::: STUDY MATERIAL :::

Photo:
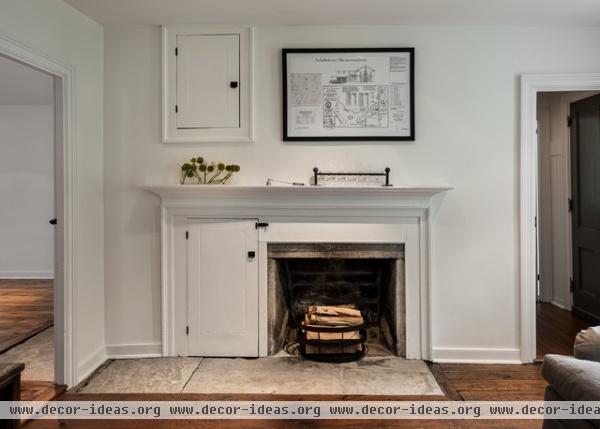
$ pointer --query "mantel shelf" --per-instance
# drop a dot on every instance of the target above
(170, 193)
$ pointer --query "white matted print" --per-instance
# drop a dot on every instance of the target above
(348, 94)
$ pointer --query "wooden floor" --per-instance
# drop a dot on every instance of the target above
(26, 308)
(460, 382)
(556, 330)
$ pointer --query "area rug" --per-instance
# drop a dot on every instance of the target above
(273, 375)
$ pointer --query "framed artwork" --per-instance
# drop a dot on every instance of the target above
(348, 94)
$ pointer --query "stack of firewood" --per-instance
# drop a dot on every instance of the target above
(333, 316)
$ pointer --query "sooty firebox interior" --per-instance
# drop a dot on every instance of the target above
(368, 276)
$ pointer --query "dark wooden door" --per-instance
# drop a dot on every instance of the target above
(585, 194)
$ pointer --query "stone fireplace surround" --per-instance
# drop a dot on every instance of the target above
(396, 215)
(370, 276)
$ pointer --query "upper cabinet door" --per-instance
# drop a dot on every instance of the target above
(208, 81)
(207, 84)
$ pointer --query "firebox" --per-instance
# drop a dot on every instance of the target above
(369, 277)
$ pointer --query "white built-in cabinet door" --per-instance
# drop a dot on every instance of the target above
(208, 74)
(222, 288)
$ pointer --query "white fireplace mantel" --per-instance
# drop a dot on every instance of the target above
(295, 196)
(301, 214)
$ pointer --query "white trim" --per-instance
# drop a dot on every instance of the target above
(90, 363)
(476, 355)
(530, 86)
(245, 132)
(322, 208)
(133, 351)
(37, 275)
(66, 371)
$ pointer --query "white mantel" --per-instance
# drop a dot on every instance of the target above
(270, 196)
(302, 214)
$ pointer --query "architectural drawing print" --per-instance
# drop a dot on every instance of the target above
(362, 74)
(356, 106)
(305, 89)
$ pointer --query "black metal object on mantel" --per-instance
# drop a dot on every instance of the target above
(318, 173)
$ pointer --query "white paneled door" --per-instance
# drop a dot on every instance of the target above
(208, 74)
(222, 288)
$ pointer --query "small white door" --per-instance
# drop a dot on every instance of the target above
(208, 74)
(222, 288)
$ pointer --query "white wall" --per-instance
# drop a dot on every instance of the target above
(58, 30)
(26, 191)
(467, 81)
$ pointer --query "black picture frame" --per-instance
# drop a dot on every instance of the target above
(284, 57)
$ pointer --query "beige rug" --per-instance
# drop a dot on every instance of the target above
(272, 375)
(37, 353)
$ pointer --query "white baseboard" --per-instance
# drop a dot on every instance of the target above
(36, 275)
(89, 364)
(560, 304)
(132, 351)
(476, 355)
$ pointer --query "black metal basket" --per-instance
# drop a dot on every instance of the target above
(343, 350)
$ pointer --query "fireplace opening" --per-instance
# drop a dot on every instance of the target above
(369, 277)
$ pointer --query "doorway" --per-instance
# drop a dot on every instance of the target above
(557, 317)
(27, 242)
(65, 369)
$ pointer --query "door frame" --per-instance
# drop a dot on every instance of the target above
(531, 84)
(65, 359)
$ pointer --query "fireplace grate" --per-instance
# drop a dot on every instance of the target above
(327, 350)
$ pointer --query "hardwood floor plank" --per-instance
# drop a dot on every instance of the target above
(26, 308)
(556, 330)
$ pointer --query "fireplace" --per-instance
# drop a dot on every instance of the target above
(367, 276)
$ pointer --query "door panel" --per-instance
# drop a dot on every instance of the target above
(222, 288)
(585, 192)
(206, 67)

:::
::: STUDY MATERIAL :::

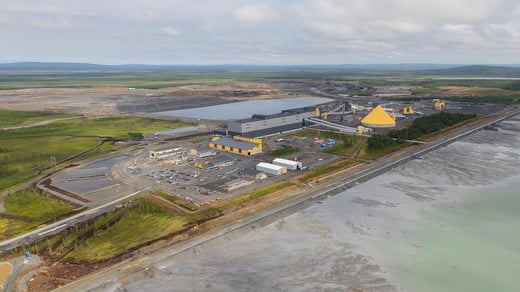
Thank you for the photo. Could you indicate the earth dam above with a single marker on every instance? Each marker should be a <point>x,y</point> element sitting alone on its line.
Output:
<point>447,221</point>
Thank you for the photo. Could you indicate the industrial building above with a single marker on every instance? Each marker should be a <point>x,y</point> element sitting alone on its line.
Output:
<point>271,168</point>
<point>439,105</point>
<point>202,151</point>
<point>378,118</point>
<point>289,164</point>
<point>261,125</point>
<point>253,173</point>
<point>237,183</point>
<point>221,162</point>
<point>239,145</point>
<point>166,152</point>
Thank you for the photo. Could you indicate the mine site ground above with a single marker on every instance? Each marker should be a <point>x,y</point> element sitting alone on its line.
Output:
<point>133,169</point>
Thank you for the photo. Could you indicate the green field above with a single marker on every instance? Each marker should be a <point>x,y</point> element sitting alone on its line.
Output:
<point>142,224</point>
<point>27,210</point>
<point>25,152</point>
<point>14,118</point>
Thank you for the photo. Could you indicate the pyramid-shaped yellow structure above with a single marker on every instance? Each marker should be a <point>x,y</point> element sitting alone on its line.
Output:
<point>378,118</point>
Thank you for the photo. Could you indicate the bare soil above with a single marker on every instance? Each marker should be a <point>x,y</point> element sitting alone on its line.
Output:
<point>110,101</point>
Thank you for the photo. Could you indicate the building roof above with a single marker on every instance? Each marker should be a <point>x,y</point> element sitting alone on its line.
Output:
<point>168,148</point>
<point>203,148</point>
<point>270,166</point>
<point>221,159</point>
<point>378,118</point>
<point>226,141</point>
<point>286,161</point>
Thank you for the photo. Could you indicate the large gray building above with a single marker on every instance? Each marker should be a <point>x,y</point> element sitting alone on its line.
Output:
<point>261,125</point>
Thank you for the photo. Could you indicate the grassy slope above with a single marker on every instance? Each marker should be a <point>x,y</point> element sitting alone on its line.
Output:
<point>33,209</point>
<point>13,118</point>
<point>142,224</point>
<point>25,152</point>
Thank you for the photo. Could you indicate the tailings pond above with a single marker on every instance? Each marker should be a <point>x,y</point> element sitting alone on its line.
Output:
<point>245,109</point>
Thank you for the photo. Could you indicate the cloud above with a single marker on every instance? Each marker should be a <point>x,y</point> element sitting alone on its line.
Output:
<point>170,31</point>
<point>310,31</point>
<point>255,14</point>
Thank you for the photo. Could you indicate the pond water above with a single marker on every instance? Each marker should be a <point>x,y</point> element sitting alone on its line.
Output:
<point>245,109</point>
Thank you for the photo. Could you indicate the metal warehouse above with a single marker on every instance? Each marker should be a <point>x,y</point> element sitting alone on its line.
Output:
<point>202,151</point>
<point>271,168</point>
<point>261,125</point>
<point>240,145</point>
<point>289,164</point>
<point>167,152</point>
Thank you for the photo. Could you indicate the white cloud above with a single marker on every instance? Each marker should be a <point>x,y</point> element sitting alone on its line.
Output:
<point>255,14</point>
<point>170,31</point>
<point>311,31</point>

:::
::: STUDY MATERIAL :::

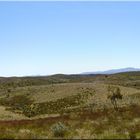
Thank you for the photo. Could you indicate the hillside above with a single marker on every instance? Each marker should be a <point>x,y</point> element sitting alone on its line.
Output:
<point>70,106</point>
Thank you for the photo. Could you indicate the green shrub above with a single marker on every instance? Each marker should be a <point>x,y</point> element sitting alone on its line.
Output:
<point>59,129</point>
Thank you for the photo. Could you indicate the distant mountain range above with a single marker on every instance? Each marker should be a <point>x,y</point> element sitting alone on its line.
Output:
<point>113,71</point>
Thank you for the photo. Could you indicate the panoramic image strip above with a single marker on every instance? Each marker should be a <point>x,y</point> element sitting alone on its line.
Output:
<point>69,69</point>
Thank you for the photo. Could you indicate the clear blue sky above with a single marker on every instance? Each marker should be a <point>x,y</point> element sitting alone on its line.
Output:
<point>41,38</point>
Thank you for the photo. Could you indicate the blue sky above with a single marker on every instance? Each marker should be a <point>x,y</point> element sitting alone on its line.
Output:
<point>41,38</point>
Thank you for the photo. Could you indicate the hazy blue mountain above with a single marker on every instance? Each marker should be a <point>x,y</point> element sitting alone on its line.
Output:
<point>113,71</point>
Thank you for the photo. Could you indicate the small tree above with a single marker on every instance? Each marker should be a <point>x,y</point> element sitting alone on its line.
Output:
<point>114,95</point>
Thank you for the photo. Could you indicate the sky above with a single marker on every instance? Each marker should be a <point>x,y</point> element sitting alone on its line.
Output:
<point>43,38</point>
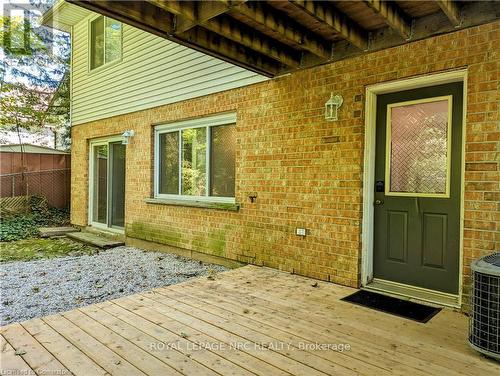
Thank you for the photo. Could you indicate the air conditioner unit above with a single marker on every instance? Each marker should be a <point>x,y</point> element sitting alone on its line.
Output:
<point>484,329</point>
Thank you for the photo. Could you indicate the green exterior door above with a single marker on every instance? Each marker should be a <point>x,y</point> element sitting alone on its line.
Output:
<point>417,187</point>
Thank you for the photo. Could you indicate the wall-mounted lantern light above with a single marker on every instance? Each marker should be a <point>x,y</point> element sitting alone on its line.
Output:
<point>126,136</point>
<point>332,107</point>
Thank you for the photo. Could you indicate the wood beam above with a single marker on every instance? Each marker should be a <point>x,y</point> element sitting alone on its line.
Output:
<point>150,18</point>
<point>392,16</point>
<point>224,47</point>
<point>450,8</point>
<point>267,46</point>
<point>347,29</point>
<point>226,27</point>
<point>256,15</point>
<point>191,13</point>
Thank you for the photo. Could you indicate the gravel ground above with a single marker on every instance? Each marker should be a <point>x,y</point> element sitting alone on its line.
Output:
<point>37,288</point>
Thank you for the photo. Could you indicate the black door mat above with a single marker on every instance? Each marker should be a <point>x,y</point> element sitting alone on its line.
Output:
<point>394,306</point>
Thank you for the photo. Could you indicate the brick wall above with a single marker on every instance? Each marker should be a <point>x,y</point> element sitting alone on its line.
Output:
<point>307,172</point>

:::

> PROBLEM STATEMENT
For each line in the records that holds "fireplace", show that line as it stands.

> ANSWER BOX
$ pointer --query "stone fireplace surround" --per-instance
$ pointer --query "white fireplace mantel" --per-instance
$ pointer --query "fireplace opening" --per-instance
$ pointer --query "fireplace grate" --per-instance
$ pointer --query "fireplace" --per-instance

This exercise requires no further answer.